▶ **REQUIRED TASK 1**:
According to the biography of the footballer, what transfer fee did Dinamo Zagreb pay for Carlos?

Carlos Santos de Jesus (born 25 February 1985 in São Paulo, Brazil) is a Brazilian professional footballer. He gained Croatian nationality in October 2007.

Club career

São Paulo
Carlos came through the youth ranks of São Paulo and signed a senior contract in 2004, but was unable to record a single cap in the senior squad.

Dinamo Zagreb
On 30 January 2006 Carlos joined Croatian side Dinamo Zagreb. The club paid his transfer €40,000. At first, he was playing on a centre–back position, but in recent seasons he had much more impact as a left full-back. Carlos also spent six months on loan in Varteks during the 2008–09 season, after he found himself out of manager Marijan Vlak's plans. Following his return, he often started in the first–eleven, but found himself on the bench again when the club signed Leandro Cufré. On February 5, 2010, it was announced on the official site of Shandong Luneng that they signed him. In January 2011, he was loaned to NK Zagreb. He played in five games, scoring a goal in the last-round match against Hrvatski Dragovoljac. In July 2011, his contract with Dinamo Zagreb was terminated by mutual consent.

▶ **REQUIRED TASK 2**:
Copy out the records word for word, starting at the line that contains "Return one point per instance of the suspension" and ending at the last line of the records.

▶ **SUPPLIED RECORDS**:

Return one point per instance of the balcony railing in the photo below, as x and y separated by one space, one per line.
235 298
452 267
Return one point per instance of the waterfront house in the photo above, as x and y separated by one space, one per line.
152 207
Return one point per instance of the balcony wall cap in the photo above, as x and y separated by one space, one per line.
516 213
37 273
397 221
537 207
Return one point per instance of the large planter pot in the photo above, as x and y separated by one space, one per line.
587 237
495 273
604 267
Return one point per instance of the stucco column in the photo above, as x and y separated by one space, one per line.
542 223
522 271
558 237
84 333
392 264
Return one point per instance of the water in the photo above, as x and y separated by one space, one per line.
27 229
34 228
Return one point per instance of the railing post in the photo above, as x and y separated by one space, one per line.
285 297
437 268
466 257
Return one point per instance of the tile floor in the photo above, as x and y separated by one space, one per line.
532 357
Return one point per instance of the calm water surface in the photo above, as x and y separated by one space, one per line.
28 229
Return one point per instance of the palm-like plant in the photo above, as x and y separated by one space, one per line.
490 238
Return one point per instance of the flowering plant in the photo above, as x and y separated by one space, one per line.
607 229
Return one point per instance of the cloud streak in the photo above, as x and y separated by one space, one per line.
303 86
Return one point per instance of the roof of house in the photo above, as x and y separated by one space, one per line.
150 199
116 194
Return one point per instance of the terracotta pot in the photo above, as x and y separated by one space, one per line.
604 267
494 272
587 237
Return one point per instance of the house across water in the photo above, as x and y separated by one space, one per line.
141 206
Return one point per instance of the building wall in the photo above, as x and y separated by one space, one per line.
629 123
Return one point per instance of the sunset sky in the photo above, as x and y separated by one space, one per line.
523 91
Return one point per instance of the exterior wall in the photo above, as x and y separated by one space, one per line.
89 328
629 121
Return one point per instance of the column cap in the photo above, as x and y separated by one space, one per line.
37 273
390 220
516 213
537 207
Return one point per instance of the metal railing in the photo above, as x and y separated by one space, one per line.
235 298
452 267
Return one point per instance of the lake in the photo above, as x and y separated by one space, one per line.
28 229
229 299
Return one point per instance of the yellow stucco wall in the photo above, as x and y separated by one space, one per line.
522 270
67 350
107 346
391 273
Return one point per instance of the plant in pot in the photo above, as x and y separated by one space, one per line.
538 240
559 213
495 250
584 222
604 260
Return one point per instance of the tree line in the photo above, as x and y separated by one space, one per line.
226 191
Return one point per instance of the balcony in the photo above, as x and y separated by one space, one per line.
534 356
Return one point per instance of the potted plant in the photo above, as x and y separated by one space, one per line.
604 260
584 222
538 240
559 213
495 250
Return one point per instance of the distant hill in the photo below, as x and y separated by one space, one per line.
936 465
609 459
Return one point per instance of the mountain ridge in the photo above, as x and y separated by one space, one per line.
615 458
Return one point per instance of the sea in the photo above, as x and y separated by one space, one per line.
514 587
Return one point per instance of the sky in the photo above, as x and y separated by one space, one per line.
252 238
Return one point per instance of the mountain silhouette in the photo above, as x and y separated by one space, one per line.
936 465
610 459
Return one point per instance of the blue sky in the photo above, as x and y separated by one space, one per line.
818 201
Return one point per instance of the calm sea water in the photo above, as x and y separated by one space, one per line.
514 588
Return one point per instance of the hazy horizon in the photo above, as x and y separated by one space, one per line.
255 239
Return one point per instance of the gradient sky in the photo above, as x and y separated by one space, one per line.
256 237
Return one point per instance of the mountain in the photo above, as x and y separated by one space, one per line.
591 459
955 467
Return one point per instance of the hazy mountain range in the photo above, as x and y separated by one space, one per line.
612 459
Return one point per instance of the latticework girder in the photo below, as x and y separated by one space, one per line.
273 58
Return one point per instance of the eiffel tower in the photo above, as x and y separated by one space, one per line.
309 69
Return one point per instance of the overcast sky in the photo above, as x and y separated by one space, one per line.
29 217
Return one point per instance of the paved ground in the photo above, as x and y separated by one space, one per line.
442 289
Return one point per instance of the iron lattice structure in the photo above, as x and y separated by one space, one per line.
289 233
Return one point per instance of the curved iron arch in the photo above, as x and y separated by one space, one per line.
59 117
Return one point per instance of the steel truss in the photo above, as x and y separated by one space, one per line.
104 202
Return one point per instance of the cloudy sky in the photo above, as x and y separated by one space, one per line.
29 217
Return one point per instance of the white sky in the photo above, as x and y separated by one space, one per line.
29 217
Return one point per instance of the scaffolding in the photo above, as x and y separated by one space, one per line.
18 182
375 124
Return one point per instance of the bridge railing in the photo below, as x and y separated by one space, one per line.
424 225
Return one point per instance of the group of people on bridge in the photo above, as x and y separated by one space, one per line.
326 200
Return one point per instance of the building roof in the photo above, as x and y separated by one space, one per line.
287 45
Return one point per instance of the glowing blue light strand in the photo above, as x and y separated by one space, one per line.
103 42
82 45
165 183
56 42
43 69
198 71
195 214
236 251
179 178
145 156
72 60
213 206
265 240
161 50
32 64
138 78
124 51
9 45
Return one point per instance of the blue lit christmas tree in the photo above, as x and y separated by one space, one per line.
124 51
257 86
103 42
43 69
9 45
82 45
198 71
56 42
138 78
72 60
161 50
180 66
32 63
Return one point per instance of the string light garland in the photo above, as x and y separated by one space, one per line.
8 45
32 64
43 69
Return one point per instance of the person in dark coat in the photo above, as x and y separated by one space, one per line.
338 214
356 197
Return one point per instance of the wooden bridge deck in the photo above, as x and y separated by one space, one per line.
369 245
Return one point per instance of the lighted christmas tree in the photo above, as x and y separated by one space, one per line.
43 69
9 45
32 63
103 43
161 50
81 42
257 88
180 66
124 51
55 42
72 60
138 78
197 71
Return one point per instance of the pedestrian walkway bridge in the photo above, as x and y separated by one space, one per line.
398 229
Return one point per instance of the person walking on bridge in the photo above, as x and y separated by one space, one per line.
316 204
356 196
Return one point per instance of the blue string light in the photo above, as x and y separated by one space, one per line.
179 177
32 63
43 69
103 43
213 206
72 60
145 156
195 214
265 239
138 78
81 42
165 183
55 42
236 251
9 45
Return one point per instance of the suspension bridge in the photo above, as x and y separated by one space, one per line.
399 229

▶ **FULL SOLUTION 1**:
€40,000

▶ **FULL SOLUTION 2**:
Return one point per instance of the suspension bridge in the photo above, as x and y separated by one space, one per line.
399 229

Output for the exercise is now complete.